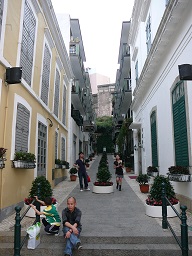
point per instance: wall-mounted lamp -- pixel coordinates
(51, 123)
(13, 75)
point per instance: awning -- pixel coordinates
(135, 125)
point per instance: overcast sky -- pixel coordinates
(100, 23)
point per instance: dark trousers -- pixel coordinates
(52, 229)
(83, 176)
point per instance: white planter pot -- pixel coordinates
(102, 189)
(31, 212)
(156, 211)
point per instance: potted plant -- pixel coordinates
(2, 158)
(154, 200)
(73, 174)
(40, 187)
(152, 171)
(58, 163)
(87, 162)
(24, 160)
(179, 174)
(128, 166)
(143, 179)
(103, 183)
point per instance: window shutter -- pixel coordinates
(180, 126)
(63, 149)
(64, 106)
(45, 75)
(27, 44)
(22, 128)
(154, 139)
(56, 100)
(56, 144)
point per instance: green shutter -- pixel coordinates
(180, 126)
(154, 139)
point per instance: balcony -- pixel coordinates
(77, 117)
(126, 96)
(77, 97)
(77, 62)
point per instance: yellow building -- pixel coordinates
(35, 110)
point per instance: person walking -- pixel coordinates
(52, 220)
(118, 166)
(82, 173)
(71, 217)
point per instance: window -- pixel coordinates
(63, 146)
(64, 105)
(56, 145)
(22, 128)
(45, 75)
(148, 34)
(42, 149)
(154, 139)
(27, 44)
(136, 72)
(56, 99)
(1, 13)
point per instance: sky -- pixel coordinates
(100, 24)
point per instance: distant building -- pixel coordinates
(104, 100)
(98, 79)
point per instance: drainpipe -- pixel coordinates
(70, 130)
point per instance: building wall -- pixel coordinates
(156, 91)
(16, 183)
(98, 79)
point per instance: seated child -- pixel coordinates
(52, 220)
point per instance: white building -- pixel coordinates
(160, 40)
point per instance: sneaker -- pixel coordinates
(78, 246)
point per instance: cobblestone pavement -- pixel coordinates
(63, 189)
(175, 222)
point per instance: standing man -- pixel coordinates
(82, 173)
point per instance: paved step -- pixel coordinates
(99, 250)
(98, 246)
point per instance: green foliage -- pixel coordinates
(73, 170)
(29, 157)
(156, 189)
(45, 188)
(178, 170)
(142, 178)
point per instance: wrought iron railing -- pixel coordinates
(183, 242)
(18, 243)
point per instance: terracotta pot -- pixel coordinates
(73, 177)
(144, 188)
(128, 169)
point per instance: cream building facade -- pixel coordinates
(35, 113)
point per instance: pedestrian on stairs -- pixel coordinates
(82, 173)
(71, 217)
(118, 166)
(52, 220)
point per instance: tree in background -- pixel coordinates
(104, 129)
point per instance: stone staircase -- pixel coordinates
(98, 246)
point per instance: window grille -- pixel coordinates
(27, 44)
(64, 105)
(1, 14)
(56, 99)
(22, 128)
(45, 75)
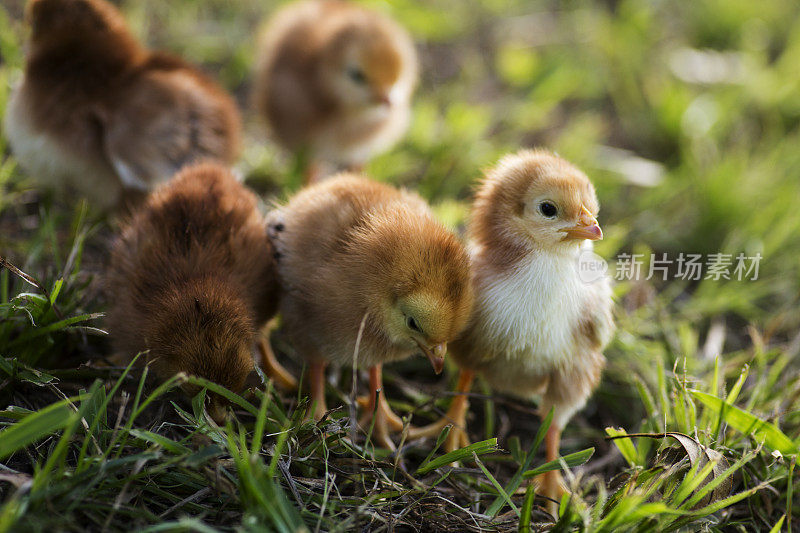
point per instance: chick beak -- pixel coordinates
(435, 355)
(586, 228)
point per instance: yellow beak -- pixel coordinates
(586, 228)
(435, 355)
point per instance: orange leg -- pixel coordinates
(273, 369)
(551, 484)
(456, 415)
(317, 377)
(385, 421)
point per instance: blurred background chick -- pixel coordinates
(99, 113)
(355, 252)
(538, 329)
(334, 82)
(192, 279)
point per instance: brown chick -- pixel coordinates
(192, 279)
(353, 251)
(539, 327)
(99, 113)
(334, 82)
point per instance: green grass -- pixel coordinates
(687, 118)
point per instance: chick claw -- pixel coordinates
(386, 422)
(457, 416)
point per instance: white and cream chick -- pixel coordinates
(537, 330)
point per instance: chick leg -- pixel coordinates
(385, 421)
(551, 484)
(456, 415)
(273, 369)
(313, 173)
(317, 378)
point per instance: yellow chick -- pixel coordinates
(352, 251)
(192, 279)
(334, 82)
(99, 113)
(539, 327)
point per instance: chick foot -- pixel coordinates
(273, 369)
(384, 419)
(456, 415)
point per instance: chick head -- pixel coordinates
(420, 283)
(368, 63)
(540, 199)
(205, 333)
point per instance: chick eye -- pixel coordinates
(357, 75)
(548, 209)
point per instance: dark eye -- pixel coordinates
(548, 209)
(357, 75)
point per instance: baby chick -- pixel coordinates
(192, 279)
(352, 252)
(97, 112)
(334, 81)
(537, 330)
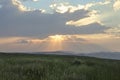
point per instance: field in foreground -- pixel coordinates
(54, 67)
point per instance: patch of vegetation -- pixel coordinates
(54, 67)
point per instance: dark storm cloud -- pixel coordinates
(17, 23)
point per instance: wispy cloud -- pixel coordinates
(116, 5)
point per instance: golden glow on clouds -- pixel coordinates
(19, 5)
(93, 18)
(59, 42)
(65, 7)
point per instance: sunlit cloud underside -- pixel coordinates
(60, 25)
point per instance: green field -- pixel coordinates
(56, 67)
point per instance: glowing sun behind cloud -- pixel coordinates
(55, 42)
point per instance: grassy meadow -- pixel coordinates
(57, 67)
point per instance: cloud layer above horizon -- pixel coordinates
(82, 26)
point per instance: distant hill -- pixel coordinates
(106, 55)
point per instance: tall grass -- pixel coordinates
(53, 67)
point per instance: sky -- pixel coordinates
(82, 26)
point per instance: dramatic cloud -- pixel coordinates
(85, 21)
(41, 25)
(116, 5)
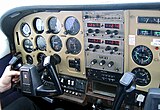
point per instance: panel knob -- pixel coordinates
(102, 62)
(110, 64)
(108, 48)
(94, 61)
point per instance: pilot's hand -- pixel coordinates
(8, 77)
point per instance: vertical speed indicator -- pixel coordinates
(142, 55)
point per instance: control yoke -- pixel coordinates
(126, 85)
(32, 84)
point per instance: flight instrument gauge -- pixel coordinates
(56, 43)
(40, 57)
(142, 55)
(38, 25)
(73, 45)
(27, 45)
(143, 77)
(41, 43)
(72, 25)
(54, 25)
(25, 29)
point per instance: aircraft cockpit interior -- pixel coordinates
(86, 57)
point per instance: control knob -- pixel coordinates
(94, 61)
(115, 32)
(101, 63)
(97, 31)
(115, 49)
(110, 64)
(97, 46)
(90, 46)
(108, 48)
(108, 32)
(90, 30)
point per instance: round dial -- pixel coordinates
(25, 29)
(38, 25)
(56, 43)
(142, 55)
(143, 77)
(40, 57)
(73, 45)
(27, 45)
(72, 25)
(41, 43)
(29, 59)
(54, 25)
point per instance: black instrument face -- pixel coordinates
(142, 55)
(40, 57)
(143, 77)
(38, 25)
(73, 45)
(25, 29)
(29, 59)
(41, 43)
(56, 43)
(27, 45)
(54, 25)
(72, 25)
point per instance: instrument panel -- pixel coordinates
(96, 48)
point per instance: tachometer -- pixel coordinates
(41, 43)
(142, 55)
(25, 29)
(73, 45)
(56, 43)
(143, 77)
(54, 25)
(27, 45)
(38, 25)
(72, 25)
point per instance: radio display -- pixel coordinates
(115, 26)
(94, 41)
(97, 25)
(111, 42)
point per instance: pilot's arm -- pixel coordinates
(6, 79)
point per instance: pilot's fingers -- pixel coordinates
(10, 72)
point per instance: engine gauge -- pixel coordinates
(56, 43)
(142, 55)
(143, 77)
(27, 45)
(72, 25)
(73, 45)
(54, 25)
(40, 57)
(38, 25)
(25, 29)
(29, 59)
(41, 43)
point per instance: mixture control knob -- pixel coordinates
(90, 30)
(101, 63)
(86, 17)
(108, 48)
(97, 31)
(115, 32)
(108, 32)
(110, 64)
(97, 47)
(90, 46)
(94, 61)
(115, 49)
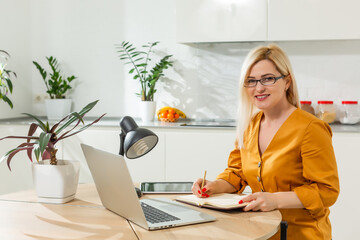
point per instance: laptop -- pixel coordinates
(117, 193)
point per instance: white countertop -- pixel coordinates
(182, 123)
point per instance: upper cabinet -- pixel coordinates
(266, 20)
(313, 19)
(221, 20)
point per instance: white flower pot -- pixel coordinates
(56, 183)
(56, 109)
(147, 110)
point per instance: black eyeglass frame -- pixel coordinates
(262, 79)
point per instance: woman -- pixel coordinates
(282, 152)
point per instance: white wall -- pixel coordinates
(14, 38)
(203, 82)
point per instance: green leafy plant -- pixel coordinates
(56, 85)
(5, 79)
(140, 61)
(44, 144)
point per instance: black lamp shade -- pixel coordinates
(135, 142)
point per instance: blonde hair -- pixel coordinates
(281, 61)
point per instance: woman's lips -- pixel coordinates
(262, 97)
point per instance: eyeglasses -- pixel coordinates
(264, 81)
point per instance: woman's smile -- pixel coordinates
(261, 97)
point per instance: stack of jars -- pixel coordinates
(349, 112)
(326, 111)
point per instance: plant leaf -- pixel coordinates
(7, 100)
(32, 130)
(82, 112)
(41, 124)
(44, 140)
(82, 129)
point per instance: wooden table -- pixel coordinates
(21, 217)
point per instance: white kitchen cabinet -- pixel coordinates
(313, 20)
(344, 213)
(150, 167)
(221, 21)
(190, 153)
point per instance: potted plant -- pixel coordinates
(5, 80)
(57, 86)
(139, 61)
(55, 180)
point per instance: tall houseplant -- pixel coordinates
(57, 86)
(6, 85)
(55, 180)
(140, 61)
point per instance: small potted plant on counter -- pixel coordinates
(139, 61)
(55, 180)
(57, 86)
(5, 79)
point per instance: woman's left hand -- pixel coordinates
(261, 201)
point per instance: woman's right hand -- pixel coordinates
(208, 189)
(212, 187)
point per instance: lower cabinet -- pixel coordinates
(150, 167)
(344, 213)
(189, 154)
(180, 155)
(184, 155)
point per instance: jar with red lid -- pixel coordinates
(349, 113)
(326, 111)
(306, 106)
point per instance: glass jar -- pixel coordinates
(306, 106)
(326, 111)
(349, 112)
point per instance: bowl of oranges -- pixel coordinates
(169, 114)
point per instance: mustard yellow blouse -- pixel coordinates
(299, 158)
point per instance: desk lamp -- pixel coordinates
(134, 141)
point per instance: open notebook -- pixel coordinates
(224, 201)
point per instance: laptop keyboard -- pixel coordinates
(154, 215)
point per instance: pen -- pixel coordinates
(202, 184)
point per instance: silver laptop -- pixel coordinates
(117, 193)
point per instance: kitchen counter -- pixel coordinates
(115, 121)
(182, 123)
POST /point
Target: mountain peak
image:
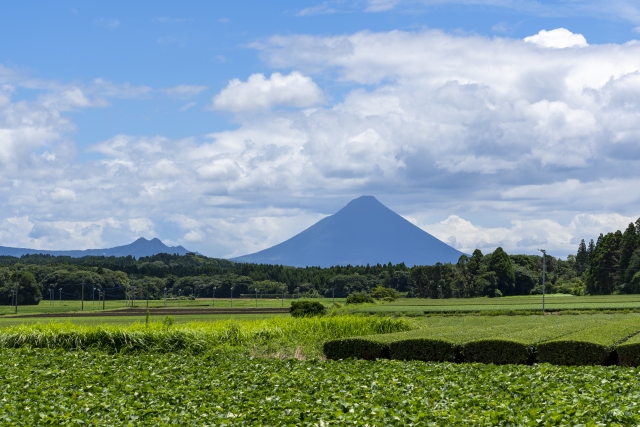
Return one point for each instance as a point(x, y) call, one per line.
point(363, 232)
point(139, 248)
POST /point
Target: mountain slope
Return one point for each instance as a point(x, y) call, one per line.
point(363, 232)
point(139, 248)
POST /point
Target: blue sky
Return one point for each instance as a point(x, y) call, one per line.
point(228, 128)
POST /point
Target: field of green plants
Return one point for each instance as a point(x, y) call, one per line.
point(562, 340)
point(45, 387)
point(282, 337)
point(272, 372)
point(553, 302)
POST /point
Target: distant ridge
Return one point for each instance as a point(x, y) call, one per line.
point(363, 232)
point(139, 248)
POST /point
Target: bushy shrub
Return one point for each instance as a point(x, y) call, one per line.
point(425, 349)
point(498, 352)
point(629, 353)
point(386, 294)
point(358, 348)
point(575, 353)
point(359, 298)
point(307, 309)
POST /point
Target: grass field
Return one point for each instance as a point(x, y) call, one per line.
point(267, 372)
point(409, 306)
point(533, 302)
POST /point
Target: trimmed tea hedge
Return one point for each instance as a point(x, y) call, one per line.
point(629, 352)
point(593, 346)
point(574, 340)
point(499, 352)
point(367, 348)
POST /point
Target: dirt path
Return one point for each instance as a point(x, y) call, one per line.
point(158, 312)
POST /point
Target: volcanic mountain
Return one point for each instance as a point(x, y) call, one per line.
point(139, 248)
point(363, 232)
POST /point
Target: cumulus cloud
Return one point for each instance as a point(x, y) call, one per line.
point(526, 236)
point(558, 38)
point(515, 145)
point(259, 93)
point(381, 5)
point(184, 91)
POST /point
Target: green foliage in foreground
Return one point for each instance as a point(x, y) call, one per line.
point(43, 388)
point(560, 340)
point(359, 298)
point(279, 336)
point(307, 309)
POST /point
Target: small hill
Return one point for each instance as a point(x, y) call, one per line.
point(139, 248)
point(363, 232)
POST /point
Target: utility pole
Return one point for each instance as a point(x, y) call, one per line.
point(17, 286)
point(544, 271)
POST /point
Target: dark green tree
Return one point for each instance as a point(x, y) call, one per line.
point(582, 259)
point(628, 244)
point(500, 264)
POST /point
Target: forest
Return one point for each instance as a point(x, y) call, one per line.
point(611, 265)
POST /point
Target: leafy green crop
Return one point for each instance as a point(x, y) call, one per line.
point(281, 336)
point(45, 387)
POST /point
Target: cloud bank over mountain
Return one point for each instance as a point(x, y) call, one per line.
point(481, 141)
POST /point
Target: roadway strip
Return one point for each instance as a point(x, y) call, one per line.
point(156, 312)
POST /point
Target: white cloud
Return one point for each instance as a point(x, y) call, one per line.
point(512, 143)
point(380, 5)
point(108, 22)
point(63, 195)
point(184, 91)
point(321, 9)
point(188, 105)
point(526, 236)
point(558, 38)
point(258, 92)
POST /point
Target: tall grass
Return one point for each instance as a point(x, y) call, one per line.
point(277, 336)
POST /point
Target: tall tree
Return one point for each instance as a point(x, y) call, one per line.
point(627, 246)
point(591, 249)
point(500, 263)
point(603, 270)
point(582, 258)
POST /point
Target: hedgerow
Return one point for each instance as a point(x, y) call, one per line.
point(592, 346)
point(629, 352)
point(498, 341)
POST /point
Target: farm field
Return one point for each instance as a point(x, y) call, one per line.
point(409, 306)
point(587, 339)
point(529, 303)
point(66, 306)
point(44, 387)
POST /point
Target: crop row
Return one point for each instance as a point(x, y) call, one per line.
point(44, 387)
point(276, 335)
point(571, 340)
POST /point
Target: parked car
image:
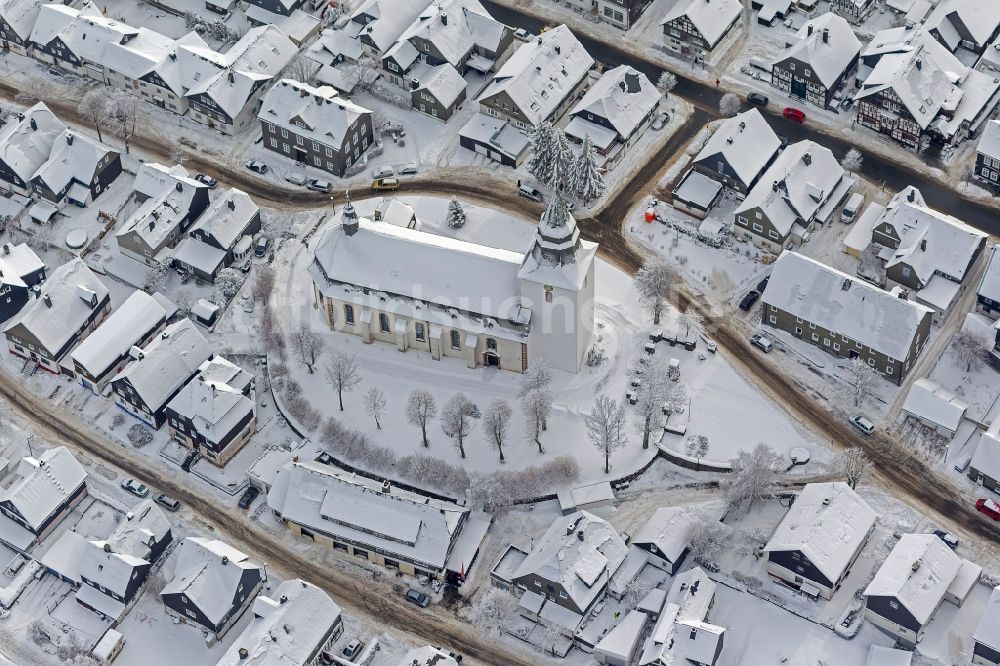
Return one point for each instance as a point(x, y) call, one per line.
point(248, 496)
point(134, 487)
point(793, 114)
point(749, 300)
point(319, 185)
point(384, 184)
point(761, 343)
point(353, 649)
point(207, 180)
point(950, 539)
point(168, 503)
point(989, 507)
point(528, 192)
point(863, 424)
point(417, 597)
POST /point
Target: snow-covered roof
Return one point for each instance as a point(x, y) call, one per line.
point(213, 404)
point(827, 523)
point(317, 114)
point(796, 186)
point(44, 483)
point(354, 508)
point(427, 655)
point(420, 265)
point(74, 292)
point(953, 18)
point(623, 96)
point(838, 302)
point(931, 401)
point(128, 324)
point(20, 15)
point(746, 142)
point(930, 241)
point(288, 627)
point(826, 44)
point(580, 551)
point(444, 83)
point(711, 18)
point(167, 363)
point(988, 630)
point(669, 529)
point(917, 574)
point(26, 144)
point(209, 572)
point(541, 73)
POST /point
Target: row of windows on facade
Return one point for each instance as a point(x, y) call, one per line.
point(419, 329)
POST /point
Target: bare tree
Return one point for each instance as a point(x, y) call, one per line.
point(606, 427)
point(653, 281)
point(374, 401)
point(342, 374)
point(853, 463)
point(421, 408)
point(94, 107)
point(754, 477)
point(496, 423)
point(307, 345)
point(537, 404)
point(652, 395)
point(666, 82)
point(862, 379)
point(123, 109)
point(729, 105)
point(852, 160)
point(969, 348)
point(456, 419)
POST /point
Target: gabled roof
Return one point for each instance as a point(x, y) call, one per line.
point(796, 185)
point(25, 148)
point(167, 363)
point(711, 18)
point(827, 523)
point(917, 574)
point(317, 114)
point(541, 73)
point(623, 96)
point(74, 293)
point(126, 326)
point(830, 57)
point(746, 142)
point(44, 483)
point(803, 287)
point(579, 551)
point(929, 239)
point(209, 572)
point(669, 529)
point(355, 508)
point(288, 627)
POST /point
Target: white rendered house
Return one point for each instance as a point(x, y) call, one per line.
point(458, 299)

▶ [TASK REQUIREMENTS]:
Return all lines in the entries above that carry the word "crop".

▶ [TASK SOLUTION]:
Target: leafy green crop
Target: crop row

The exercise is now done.